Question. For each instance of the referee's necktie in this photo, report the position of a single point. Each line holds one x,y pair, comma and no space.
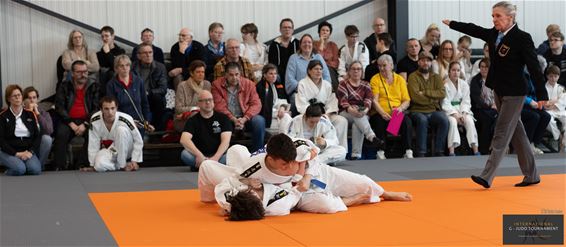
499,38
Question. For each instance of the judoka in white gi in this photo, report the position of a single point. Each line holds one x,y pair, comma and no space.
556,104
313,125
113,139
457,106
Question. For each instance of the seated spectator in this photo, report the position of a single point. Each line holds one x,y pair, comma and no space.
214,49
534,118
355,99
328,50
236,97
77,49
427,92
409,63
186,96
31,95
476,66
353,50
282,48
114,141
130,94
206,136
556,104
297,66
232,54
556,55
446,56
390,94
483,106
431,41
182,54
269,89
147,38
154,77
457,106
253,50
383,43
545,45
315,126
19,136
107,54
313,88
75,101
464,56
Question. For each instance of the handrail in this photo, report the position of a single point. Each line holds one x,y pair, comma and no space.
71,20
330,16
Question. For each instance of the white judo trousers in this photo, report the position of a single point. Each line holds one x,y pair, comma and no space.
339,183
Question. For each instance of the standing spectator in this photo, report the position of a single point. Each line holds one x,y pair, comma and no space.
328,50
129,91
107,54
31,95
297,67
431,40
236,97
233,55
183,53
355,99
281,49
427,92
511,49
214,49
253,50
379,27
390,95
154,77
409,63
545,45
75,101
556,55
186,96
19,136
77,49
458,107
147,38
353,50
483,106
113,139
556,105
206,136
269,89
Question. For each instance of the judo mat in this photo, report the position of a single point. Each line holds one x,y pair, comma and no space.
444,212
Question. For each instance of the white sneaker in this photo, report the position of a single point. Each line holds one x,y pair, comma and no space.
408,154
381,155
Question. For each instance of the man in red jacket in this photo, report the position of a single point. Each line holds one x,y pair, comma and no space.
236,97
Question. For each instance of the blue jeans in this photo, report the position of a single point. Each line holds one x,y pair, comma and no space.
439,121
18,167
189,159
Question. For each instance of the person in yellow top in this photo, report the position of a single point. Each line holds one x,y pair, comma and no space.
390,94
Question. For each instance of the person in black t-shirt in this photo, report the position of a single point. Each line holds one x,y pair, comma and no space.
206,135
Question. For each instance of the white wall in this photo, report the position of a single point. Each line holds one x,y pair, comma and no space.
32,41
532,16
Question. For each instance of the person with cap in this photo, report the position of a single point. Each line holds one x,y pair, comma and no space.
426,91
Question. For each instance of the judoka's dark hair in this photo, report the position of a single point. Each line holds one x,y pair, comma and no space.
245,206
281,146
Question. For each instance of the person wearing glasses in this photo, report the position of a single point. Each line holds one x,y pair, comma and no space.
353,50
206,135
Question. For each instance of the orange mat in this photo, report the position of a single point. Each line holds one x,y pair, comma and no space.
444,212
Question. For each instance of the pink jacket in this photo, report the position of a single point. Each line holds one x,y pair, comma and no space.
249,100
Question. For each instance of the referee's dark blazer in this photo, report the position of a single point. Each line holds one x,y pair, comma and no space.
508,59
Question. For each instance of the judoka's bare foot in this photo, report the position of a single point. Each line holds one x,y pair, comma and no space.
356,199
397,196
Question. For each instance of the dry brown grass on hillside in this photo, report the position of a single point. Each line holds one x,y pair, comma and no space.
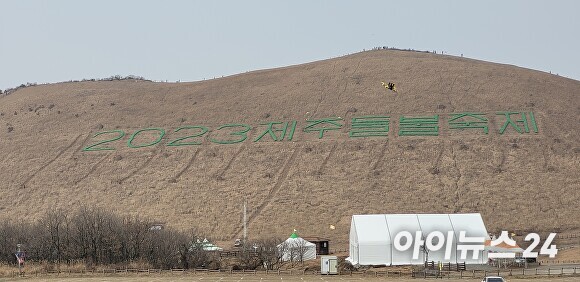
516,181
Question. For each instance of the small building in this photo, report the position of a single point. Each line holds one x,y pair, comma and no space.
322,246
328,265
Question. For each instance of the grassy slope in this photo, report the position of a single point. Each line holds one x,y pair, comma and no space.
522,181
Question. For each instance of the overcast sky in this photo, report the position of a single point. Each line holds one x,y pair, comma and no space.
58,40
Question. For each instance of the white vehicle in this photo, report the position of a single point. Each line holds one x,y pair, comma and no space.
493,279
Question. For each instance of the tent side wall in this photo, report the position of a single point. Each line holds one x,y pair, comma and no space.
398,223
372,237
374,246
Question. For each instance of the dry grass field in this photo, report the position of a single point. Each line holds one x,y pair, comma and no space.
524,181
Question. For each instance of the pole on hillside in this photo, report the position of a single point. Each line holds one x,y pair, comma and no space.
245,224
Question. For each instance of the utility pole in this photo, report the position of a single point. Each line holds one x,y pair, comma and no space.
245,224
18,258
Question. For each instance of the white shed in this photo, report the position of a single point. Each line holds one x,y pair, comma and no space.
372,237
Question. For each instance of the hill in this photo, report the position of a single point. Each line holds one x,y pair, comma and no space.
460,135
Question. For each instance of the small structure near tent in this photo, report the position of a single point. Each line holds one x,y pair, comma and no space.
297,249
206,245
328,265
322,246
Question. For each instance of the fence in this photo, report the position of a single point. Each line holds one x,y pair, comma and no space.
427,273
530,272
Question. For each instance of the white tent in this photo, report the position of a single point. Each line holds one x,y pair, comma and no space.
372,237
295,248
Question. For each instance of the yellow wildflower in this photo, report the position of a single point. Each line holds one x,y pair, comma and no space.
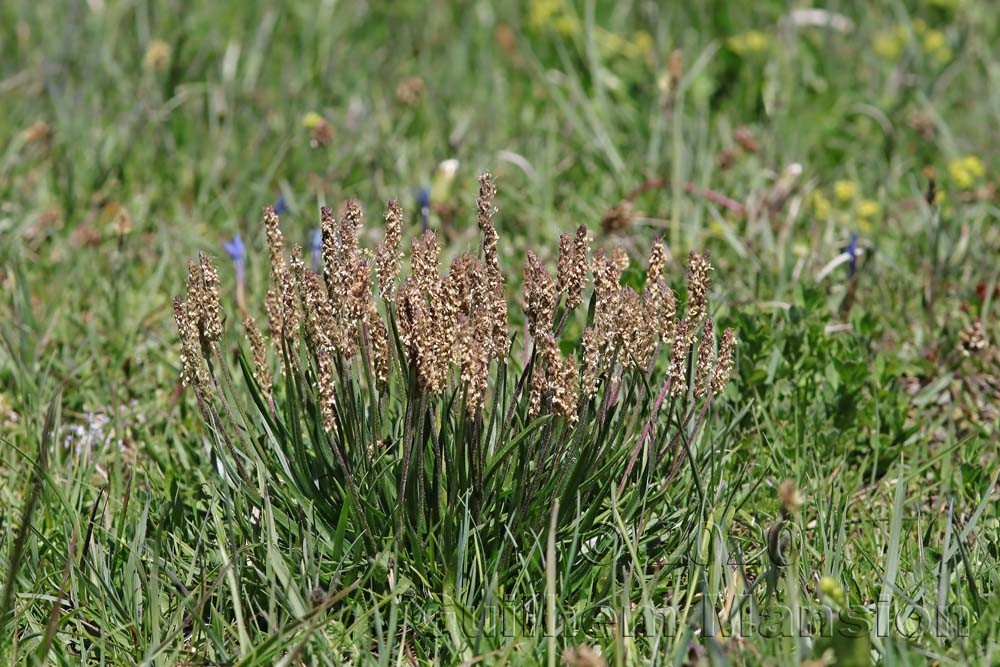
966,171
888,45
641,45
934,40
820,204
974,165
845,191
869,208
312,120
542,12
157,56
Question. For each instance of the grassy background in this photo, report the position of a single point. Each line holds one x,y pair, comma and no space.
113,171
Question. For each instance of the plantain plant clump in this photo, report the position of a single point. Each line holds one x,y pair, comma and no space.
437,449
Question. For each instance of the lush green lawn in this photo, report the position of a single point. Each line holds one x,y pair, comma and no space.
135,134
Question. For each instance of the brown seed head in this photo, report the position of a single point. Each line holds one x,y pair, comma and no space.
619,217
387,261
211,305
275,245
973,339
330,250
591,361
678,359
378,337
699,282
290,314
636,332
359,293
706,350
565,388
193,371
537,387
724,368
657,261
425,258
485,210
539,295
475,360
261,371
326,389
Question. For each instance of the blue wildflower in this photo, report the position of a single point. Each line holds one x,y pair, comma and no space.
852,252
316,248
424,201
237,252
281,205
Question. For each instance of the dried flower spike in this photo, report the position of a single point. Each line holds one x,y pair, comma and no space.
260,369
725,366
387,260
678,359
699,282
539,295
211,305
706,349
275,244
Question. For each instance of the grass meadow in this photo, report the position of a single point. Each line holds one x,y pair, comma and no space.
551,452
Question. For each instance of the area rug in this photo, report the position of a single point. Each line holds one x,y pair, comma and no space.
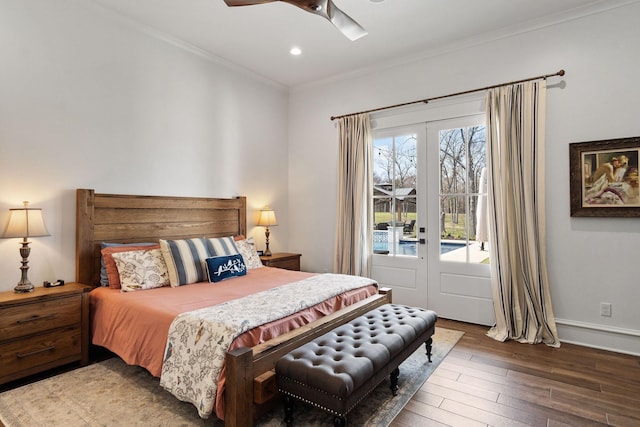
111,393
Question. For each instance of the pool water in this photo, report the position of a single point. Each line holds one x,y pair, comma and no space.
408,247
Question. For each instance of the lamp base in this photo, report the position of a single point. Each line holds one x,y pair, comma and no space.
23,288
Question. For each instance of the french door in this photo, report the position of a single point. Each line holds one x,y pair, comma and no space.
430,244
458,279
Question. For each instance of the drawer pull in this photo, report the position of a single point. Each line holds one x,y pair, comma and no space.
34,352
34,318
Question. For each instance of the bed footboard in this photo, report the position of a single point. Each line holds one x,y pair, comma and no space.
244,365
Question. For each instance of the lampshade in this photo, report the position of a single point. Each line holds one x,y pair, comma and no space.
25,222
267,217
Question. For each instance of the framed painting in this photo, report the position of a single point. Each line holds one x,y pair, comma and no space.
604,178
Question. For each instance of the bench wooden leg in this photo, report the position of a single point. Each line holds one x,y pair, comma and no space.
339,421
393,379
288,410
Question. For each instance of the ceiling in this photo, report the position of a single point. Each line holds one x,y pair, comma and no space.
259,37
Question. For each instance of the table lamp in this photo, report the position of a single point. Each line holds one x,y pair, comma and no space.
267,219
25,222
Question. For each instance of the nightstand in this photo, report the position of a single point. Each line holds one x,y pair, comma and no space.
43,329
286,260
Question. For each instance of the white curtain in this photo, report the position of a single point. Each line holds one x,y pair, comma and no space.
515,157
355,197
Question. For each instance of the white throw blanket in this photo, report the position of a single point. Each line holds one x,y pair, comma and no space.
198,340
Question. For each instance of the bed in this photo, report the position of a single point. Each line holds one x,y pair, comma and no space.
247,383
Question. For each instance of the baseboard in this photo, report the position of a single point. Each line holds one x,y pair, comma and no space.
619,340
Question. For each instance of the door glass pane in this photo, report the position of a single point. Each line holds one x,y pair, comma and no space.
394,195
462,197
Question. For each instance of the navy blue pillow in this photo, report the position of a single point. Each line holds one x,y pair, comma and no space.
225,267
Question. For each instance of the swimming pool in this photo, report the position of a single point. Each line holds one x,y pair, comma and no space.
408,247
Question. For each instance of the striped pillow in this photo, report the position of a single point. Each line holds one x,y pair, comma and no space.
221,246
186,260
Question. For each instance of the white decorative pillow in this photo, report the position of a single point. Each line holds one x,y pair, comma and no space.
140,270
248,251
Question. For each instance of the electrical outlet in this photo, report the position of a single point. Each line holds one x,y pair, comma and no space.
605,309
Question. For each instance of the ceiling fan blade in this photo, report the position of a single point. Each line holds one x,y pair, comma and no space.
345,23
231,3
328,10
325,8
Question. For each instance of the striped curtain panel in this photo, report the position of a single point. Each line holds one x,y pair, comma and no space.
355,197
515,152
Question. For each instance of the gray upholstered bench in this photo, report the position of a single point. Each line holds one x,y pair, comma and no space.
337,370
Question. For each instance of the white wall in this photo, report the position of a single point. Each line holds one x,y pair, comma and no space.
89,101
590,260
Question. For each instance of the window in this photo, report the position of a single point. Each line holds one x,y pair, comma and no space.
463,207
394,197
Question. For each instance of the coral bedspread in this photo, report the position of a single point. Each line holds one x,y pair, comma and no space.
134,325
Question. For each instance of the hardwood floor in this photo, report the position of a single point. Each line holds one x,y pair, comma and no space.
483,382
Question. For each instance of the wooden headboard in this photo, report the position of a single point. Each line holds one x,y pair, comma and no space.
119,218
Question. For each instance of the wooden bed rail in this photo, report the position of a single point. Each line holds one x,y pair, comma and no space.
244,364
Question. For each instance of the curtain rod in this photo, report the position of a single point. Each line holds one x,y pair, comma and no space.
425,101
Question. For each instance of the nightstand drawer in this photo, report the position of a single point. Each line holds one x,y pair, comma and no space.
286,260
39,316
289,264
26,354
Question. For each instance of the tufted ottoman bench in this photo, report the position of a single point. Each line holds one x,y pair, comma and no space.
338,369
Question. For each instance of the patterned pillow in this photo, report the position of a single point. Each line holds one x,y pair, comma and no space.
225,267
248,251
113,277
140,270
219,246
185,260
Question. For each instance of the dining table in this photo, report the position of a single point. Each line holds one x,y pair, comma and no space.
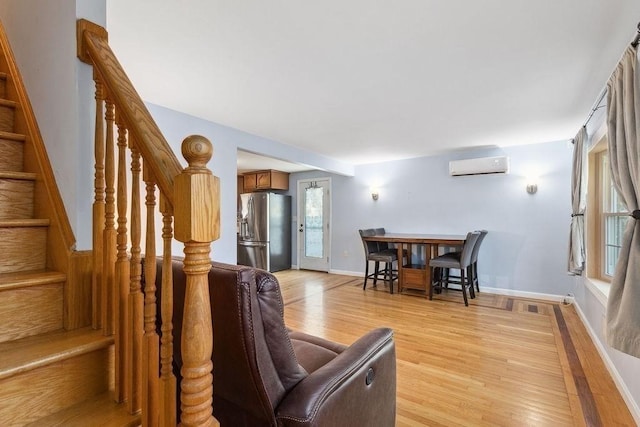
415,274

What is needed:
Output only the lines running from the line with "Question. For each instance of the tufted" through the last line of the entries above, inclusive, with pictures excluded.

Solution to this exercise:
Question. For each instance of the tufted ottoman bench in this photo, report the position of a single point. Each line holds one x,y pair, comma and no space.
338,369
Question. For each instance of the patterned pillow in this photo, report the position of a single point. Each line holds one x,y pair, comma and no space.
225,267
248,251
113,277
140,270
219,246
185,260
Question. For each instance of the dining table in this photo, report the position of a single point. Each line holds one x,y pair, comma and no space.
415,274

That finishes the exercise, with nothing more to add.